▸ REQUIRED WORK
Having found the line containing "point(564, 128)" in the data below, reproduce that line and each one after it to the end, exactly, and include nothing else.

***** RECORDS TO PROCESS *****

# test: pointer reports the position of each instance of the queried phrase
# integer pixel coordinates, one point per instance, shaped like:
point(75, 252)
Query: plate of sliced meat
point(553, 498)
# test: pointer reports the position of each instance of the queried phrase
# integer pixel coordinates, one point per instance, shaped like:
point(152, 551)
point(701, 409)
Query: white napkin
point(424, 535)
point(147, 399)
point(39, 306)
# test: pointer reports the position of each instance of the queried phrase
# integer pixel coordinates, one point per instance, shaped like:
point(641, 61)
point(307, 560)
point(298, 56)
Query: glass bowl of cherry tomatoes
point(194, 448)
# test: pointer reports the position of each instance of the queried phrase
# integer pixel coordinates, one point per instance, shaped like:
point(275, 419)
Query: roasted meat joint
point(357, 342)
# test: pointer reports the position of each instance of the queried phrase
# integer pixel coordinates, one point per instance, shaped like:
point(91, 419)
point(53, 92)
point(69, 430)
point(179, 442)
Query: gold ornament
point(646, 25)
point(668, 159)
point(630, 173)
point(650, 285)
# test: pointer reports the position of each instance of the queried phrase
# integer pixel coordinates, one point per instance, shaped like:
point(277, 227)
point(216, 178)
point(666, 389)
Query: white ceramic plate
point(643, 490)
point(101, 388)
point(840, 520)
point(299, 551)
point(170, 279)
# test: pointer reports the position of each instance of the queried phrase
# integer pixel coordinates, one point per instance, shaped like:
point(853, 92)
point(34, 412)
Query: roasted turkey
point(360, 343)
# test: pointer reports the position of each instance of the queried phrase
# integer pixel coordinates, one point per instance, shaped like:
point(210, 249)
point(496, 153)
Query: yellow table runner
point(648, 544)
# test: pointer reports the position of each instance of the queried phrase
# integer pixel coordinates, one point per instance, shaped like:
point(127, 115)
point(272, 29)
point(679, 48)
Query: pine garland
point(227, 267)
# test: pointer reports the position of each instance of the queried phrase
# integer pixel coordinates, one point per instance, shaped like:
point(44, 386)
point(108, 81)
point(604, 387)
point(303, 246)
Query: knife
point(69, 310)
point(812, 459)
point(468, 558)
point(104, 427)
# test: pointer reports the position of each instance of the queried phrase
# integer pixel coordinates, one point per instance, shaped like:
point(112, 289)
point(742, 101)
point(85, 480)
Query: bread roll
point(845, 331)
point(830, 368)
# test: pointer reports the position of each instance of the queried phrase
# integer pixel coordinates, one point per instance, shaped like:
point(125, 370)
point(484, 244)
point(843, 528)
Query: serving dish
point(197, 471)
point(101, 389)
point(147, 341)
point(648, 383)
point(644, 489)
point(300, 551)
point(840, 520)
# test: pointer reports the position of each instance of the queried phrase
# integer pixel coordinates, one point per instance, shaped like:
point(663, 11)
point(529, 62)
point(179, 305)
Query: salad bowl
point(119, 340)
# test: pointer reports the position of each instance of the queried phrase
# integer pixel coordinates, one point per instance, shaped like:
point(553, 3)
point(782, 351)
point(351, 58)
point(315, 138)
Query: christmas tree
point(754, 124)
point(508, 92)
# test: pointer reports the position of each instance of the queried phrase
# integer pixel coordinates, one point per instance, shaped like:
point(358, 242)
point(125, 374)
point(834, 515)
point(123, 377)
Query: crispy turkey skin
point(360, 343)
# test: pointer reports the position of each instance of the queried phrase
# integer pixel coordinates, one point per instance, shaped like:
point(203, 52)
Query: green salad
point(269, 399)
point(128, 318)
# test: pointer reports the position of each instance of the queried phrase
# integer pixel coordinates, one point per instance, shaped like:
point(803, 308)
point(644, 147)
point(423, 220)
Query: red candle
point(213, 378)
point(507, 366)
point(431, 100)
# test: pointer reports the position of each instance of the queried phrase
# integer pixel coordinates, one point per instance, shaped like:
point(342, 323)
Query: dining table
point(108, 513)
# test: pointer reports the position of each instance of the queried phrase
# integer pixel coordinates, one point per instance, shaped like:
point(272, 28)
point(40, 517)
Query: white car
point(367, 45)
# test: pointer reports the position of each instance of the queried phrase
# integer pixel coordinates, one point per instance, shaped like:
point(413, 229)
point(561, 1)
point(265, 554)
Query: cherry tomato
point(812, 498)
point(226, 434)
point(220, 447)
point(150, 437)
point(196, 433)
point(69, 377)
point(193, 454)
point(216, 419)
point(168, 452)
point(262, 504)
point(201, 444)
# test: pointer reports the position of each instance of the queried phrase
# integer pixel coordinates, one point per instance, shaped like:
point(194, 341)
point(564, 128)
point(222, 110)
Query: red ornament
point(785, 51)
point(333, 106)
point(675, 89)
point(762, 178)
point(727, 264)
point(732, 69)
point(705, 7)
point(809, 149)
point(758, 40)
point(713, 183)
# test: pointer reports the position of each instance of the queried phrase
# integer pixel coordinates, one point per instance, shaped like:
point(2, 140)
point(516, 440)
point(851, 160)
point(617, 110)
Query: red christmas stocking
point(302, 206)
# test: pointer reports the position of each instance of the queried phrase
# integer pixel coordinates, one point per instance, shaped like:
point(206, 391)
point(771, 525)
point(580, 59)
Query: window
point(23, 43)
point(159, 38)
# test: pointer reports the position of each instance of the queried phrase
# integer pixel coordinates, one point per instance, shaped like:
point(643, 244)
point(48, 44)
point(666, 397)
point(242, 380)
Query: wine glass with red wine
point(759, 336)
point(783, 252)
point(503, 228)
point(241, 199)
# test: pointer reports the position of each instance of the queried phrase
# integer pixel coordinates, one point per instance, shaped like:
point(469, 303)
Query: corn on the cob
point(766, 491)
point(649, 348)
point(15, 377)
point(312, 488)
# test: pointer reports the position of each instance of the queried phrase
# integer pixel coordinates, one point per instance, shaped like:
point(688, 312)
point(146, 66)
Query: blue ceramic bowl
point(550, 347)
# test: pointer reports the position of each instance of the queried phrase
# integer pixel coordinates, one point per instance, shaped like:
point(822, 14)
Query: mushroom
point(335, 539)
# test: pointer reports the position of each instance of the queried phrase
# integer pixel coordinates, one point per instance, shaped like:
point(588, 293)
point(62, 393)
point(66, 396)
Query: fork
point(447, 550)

*****

▸ WRITTEN SOLUTION
point(564, 128)
point(222, 110)
Query: red ornament
point(785, 51)
point(333, 106)
point(675, 89)
point(762, 178)
point(727, 264)
point(732, 69)
point(705, 7)
point(809, 149)
point(758, 40)
point(713, 183)
# test: pointer reports the position of each instance of the queried phrase
# integer pixel coordinates, one point per instance, shaped like:
point(2, 140)
point(516, 440)
point(851, 160)
point(617, 110)
Query: red christmas stocking
point(302, 206)
# test: pointer reports the position of each instance of the queried phrase
# integer pixel coordinates, one point per instance, shaped like:
point(206, 391)
point(771, 525)
point(580, 59)
Query: window
point(23, 43)
point(159, 38)
# test: pointer reports the position of each instance of the queried phrase
# integer pixel coordinates, one point per instance, shaped like:
point(643, 244)
point(48, 44)
point(666, 397)
point(242, 380)
Query: wine glass with red wine
point(759, 336)
point(783, 252)
point(503, 228)
point(241, 199)
# test: pointer reports the position of each instance of the queried phrase
# integer pixel coordinates, one point per instance, shaped like:
point(469, 303)
Query: corn on the cob
point(766, 491)
point(649, 348)
point(15, 377)
point(312, 488)
# test: pointer reports the position of each instance of the queried phrase
# integer pixel coordinates, one point per instance, shaped like:
point(688, 312)
point(146, 66)
Query: blue ceramic bowl
point(550, 347)
# test: pointer reports the position of each instance of the queried phrase
# integer pixel coordinates, one point per instance, shaped like:
point(822, 14)
Query: mushroom
point(335, 539)
# test: pointer reports the position of each instance of the queried phrase
# integer pixel coordinates, one point per instance, shaped like:
point(588, 293)
point(62, 393)
point(66, 396)
Query: fork
point(447, 550)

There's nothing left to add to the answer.